— Data for this task —

* * *

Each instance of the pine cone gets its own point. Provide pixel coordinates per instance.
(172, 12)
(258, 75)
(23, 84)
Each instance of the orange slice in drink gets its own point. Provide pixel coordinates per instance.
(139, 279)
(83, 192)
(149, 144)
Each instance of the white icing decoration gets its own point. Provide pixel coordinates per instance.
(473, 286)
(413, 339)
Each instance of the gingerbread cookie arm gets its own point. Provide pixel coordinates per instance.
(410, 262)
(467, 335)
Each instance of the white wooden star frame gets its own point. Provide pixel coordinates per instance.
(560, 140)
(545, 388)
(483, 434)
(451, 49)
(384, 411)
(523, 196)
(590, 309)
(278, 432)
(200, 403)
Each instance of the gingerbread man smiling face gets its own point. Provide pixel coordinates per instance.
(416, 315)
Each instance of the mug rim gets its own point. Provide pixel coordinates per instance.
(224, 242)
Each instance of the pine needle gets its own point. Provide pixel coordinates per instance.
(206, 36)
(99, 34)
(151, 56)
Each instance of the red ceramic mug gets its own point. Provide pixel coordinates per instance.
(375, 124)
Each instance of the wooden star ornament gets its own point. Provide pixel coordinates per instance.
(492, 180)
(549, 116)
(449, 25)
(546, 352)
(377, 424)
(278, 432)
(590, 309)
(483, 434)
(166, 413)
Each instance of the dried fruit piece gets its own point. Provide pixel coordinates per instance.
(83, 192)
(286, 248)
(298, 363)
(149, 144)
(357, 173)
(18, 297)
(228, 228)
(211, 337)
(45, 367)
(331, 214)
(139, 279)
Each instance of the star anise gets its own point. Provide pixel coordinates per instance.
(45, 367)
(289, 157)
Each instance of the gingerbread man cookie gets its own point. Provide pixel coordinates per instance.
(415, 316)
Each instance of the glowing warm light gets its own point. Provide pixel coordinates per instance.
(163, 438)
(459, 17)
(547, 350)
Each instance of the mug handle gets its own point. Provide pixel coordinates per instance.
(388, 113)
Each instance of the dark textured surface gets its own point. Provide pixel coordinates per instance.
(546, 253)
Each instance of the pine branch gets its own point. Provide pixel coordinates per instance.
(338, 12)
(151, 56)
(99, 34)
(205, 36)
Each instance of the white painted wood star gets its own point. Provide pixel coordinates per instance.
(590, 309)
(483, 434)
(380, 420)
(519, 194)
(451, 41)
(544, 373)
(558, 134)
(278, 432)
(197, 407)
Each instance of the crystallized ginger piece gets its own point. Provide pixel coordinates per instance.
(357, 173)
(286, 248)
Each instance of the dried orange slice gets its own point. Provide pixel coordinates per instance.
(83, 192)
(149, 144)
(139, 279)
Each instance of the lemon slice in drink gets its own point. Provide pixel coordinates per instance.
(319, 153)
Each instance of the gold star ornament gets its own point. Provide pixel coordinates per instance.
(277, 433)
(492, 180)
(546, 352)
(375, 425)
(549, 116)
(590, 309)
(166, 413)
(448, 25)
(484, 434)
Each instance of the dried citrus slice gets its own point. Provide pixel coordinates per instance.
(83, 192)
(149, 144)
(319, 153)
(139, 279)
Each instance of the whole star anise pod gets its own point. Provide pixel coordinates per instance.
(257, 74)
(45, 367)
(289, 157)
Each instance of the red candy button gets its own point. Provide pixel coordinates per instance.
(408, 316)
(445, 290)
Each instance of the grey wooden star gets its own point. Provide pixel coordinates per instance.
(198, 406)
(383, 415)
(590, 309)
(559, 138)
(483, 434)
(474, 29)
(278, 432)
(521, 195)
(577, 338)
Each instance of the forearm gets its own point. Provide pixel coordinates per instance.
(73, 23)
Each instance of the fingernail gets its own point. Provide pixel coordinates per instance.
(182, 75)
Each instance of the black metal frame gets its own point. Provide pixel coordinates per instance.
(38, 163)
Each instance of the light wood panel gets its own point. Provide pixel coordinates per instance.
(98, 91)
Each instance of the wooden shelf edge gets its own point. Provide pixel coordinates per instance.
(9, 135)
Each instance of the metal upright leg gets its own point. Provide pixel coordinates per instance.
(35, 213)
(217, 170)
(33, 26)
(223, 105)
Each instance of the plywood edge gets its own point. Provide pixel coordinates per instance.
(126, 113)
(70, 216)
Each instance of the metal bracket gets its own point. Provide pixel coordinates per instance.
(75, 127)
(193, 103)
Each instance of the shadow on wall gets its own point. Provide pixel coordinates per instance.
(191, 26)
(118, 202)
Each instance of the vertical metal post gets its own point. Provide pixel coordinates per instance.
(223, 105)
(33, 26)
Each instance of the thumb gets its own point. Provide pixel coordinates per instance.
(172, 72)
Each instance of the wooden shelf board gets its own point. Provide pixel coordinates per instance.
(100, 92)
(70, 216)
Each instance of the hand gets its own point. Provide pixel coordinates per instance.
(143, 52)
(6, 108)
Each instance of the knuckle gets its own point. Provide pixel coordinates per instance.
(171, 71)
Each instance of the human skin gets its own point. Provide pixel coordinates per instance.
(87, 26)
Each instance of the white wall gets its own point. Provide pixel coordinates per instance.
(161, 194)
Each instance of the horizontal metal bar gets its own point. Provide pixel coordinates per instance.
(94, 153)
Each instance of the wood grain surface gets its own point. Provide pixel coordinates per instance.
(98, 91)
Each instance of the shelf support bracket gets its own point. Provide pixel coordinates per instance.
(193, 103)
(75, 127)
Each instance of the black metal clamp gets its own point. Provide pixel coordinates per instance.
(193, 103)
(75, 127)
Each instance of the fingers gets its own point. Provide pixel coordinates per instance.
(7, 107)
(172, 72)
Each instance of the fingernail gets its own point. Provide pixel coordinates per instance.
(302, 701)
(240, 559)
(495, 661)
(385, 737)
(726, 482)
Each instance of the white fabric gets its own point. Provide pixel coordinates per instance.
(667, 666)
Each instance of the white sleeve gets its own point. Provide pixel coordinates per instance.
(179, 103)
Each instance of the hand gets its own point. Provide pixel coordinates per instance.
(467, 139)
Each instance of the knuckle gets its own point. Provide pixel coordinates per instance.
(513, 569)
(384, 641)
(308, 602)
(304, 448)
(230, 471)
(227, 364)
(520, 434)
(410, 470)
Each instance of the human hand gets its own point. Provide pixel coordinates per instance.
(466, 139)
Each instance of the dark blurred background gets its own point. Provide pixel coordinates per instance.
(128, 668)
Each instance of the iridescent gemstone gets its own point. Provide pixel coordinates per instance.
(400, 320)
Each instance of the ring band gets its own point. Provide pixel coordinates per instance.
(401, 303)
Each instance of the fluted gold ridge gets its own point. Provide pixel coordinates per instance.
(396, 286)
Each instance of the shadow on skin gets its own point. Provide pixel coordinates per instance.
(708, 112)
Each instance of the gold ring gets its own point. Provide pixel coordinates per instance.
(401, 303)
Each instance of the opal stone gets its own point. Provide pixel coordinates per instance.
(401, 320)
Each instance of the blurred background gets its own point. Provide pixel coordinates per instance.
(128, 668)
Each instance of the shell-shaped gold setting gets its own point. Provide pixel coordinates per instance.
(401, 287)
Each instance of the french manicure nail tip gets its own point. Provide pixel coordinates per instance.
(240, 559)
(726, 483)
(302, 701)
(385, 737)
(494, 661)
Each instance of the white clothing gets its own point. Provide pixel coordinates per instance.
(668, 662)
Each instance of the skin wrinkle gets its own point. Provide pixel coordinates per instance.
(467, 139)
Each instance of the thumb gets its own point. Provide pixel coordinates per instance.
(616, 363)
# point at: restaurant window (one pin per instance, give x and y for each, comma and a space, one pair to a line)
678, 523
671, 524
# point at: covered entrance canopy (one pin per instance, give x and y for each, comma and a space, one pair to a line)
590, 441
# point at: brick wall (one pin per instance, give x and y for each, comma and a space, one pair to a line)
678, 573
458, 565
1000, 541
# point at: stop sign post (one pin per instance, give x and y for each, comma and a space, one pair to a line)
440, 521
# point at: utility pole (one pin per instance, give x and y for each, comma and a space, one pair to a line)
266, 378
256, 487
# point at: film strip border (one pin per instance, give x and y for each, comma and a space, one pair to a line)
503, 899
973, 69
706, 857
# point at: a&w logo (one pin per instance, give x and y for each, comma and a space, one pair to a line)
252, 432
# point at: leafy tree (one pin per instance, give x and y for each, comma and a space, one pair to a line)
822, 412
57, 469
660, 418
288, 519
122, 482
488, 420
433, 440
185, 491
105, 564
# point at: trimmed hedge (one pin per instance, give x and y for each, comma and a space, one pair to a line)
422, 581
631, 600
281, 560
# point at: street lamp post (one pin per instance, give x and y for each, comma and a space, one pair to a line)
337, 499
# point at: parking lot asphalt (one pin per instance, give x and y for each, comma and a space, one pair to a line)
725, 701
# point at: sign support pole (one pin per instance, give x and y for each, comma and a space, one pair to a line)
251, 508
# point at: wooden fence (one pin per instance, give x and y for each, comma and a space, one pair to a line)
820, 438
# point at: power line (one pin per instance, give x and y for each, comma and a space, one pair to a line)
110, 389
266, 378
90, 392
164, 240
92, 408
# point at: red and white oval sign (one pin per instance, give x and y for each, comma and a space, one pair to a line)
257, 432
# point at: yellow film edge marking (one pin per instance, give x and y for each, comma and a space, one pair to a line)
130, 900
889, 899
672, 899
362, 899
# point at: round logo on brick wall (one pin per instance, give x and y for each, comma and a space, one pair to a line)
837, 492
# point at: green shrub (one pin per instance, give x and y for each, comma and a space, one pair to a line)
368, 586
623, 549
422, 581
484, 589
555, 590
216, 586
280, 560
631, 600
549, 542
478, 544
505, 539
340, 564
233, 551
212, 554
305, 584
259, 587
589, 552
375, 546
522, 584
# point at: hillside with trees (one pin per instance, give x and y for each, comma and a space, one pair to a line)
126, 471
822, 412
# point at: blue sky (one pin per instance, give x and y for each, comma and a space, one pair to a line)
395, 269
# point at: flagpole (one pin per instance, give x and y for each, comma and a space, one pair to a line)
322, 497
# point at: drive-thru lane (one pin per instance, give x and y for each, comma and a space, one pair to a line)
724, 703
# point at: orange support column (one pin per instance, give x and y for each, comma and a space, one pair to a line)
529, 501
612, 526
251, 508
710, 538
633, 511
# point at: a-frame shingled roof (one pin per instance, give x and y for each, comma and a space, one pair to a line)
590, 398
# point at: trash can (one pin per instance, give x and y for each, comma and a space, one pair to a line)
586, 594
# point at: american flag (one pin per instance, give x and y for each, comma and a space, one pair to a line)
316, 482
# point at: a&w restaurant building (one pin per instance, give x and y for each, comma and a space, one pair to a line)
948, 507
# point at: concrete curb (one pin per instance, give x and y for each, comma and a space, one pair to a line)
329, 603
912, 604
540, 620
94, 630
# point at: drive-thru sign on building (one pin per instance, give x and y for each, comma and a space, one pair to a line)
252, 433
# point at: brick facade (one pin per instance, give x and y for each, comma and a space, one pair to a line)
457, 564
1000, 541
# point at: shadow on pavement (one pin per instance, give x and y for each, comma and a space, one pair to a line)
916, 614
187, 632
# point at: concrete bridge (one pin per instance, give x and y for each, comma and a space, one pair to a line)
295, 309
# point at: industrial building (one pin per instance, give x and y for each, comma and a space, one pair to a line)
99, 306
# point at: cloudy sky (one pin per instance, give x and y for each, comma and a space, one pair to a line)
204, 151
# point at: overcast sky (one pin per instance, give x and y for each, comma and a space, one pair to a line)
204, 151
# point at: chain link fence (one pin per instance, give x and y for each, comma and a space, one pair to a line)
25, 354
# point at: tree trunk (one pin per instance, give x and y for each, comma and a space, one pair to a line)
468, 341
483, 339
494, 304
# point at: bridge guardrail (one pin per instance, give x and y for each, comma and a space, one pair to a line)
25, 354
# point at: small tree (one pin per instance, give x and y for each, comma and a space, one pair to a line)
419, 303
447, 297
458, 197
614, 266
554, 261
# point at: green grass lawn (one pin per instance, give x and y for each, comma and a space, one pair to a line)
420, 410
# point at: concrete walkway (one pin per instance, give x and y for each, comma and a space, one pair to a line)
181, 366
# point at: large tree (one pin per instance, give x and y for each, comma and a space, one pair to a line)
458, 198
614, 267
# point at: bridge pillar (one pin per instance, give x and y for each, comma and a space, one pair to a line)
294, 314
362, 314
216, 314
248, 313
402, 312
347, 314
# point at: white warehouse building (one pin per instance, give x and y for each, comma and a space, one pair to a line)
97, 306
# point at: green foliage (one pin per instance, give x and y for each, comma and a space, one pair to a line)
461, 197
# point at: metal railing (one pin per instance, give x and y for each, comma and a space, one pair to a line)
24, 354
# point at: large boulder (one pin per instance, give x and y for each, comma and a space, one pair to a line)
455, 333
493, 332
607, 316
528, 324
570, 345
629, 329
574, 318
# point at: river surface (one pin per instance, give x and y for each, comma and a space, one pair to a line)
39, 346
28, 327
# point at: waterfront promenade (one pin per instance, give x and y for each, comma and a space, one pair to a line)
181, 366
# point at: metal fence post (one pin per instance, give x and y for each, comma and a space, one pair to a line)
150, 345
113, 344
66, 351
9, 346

* * *

— Instructions to follow —
Copy, without any change, the lines from the one that contains "# point at: bridge pillar" to the final line of the entries above.

— Problem solution —
# point at: bridge pillar (one pin per instance, give x and y for each, comma and a space, one pair to a line)
294, 314
362, 314
216, 314
248, 313
402, 312
347, 314
# point at: white warehouse building (one pin per instance, give x and y for each, comma and a space, one pair to a line)
97, 306
# point at: green foliage (one pin per instance, give x and y for each, comma and a space, one pair to a line)
461, 197
# point at: metal railing (one pin per instance, give x and y for each, comma and a space, one pair to a line)
24, 354
# point at: large boulder (one pin per instance, give x and y for each, comma and a space, one pair to a line)
455, 333
493, 332
607, 316
528, 324
570, 345
629, 329
574, 318
# point at: river surface (one pin per instance, give x and y for each, comma and a space, one pair to a line)
39, 346
28, 327
# point at: waterfront promenade (one pin per instance, give x and y for each, comma and a space, one pair to a line)
181, 366
# point at: metal fence post (one pin per instance, give x and y for each, comma and a space, one pair to a line)
150, 345
113, 344
66, 351
9, 346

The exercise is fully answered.